Exercise directions:
Pull out every line below that contains the string "white", with case counting.

Lines from an annotation dataset:
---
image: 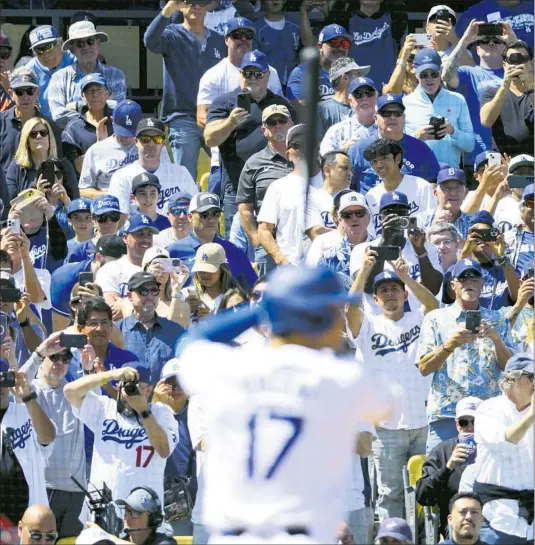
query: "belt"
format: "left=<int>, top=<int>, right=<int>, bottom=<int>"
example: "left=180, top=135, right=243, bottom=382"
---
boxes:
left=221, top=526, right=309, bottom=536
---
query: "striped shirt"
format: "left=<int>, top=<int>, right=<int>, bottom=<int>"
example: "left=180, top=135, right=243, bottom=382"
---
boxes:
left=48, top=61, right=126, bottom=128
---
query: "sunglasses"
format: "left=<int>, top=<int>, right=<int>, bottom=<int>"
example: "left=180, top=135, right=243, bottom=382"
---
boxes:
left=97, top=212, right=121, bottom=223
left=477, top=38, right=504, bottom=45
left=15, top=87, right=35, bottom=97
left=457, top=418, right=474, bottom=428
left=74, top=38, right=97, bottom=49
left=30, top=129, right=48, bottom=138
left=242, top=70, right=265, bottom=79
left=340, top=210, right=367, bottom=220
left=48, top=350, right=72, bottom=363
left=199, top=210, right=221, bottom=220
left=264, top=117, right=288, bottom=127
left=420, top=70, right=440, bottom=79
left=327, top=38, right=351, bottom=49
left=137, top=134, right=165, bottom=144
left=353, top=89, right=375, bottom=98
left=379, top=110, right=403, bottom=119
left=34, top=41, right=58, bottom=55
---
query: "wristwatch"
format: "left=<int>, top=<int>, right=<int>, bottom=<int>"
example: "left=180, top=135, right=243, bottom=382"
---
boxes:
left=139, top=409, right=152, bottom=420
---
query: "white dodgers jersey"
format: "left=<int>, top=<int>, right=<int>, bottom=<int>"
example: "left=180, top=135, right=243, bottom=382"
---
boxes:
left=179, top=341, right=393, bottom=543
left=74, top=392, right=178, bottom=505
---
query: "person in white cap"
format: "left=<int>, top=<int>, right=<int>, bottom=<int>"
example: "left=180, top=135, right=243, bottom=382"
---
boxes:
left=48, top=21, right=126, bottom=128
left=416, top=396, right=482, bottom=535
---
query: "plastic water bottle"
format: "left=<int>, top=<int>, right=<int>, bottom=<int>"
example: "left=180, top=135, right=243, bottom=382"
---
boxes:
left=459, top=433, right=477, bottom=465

==

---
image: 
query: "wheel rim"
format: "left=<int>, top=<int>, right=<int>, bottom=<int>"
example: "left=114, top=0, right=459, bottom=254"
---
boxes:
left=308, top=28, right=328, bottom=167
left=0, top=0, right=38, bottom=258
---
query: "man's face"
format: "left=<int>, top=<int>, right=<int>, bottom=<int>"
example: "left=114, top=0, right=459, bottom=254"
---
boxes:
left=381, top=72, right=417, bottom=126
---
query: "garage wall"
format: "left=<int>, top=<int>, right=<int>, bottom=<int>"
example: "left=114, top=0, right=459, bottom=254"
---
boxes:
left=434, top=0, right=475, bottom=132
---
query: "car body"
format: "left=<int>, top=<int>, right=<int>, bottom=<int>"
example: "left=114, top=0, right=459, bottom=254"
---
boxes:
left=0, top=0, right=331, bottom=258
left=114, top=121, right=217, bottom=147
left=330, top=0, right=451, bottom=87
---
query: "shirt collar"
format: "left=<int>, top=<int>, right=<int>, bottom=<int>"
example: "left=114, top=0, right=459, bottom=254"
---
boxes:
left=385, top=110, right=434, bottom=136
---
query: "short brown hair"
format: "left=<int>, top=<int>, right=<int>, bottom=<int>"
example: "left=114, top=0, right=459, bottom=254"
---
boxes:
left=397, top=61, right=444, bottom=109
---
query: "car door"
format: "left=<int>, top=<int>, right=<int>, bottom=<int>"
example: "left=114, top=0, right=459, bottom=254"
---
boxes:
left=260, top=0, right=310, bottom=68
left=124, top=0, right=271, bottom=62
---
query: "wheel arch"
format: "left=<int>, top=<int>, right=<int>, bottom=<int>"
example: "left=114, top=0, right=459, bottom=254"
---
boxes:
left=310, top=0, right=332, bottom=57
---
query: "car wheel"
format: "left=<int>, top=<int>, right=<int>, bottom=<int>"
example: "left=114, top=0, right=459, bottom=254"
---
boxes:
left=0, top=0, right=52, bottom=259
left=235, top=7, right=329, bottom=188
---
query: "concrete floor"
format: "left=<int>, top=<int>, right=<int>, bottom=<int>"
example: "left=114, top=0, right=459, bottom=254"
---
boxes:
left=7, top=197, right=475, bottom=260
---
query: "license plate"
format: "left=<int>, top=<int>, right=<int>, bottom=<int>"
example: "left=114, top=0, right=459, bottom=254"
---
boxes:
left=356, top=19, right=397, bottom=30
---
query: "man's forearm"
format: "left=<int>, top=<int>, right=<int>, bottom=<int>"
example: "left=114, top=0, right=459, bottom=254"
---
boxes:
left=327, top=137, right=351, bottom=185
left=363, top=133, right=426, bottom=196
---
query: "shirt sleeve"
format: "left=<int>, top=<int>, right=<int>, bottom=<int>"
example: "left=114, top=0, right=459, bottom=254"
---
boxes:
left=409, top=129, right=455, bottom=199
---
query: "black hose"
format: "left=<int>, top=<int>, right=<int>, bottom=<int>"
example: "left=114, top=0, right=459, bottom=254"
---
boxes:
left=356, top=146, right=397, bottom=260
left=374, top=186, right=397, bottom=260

Full output:
query: "white dodgers jersey"
query: "person in white cap"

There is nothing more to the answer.